# DIRECTIONS FOR THIS TASK
Work through the data below and copy out every line where "shown" is found.

Stored data entries:
____________________

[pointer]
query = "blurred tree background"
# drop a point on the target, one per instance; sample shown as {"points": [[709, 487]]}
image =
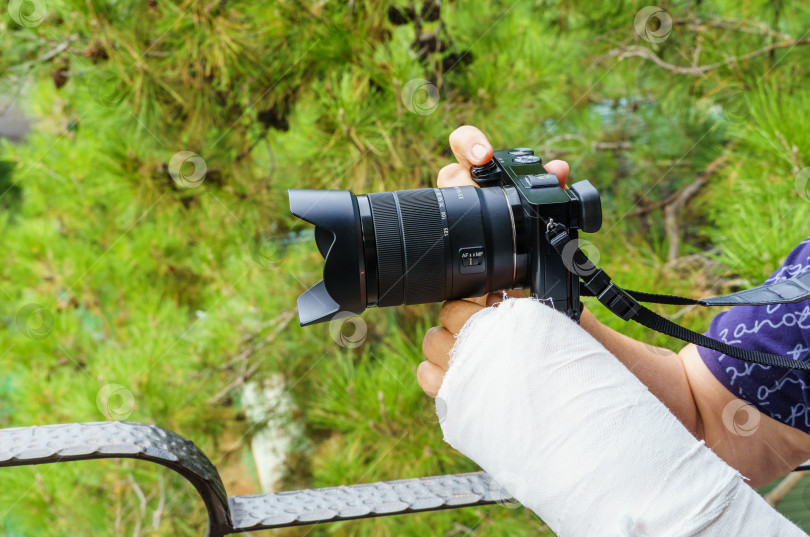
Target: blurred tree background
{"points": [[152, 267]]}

____________________

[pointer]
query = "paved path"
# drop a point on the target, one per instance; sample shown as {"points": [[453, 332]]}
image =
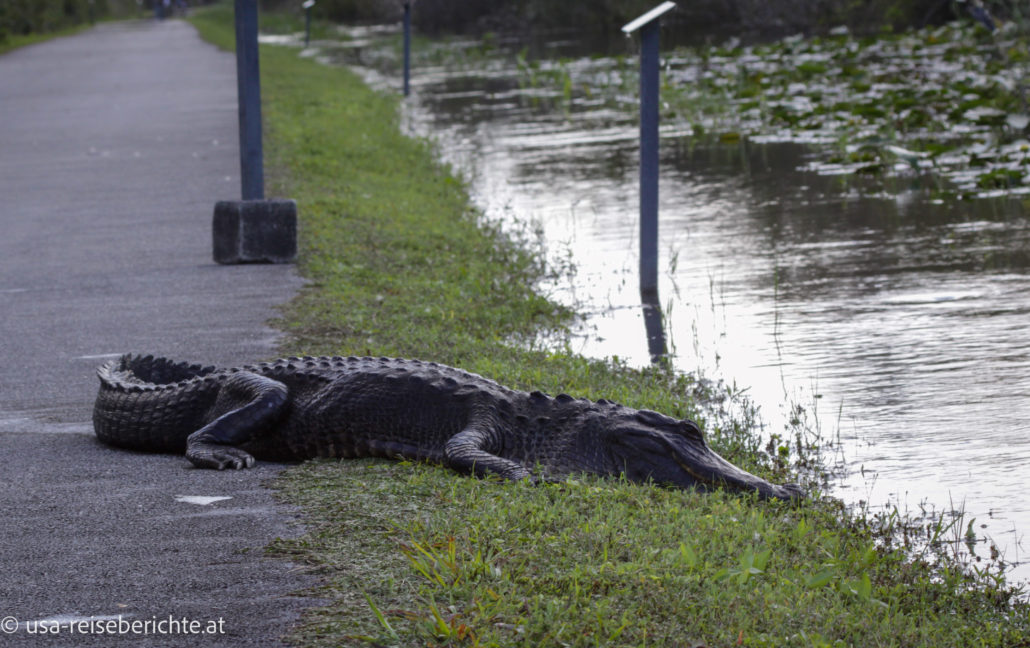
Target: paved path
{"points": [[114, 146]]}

____________________

# SOLVED PROBLEM
# drop a point on the target, one per instance; sample shown as {"points": [[709, 487]]}
# drop a point on the target, one per instance; sample shown as {"points": [[453, 332]]}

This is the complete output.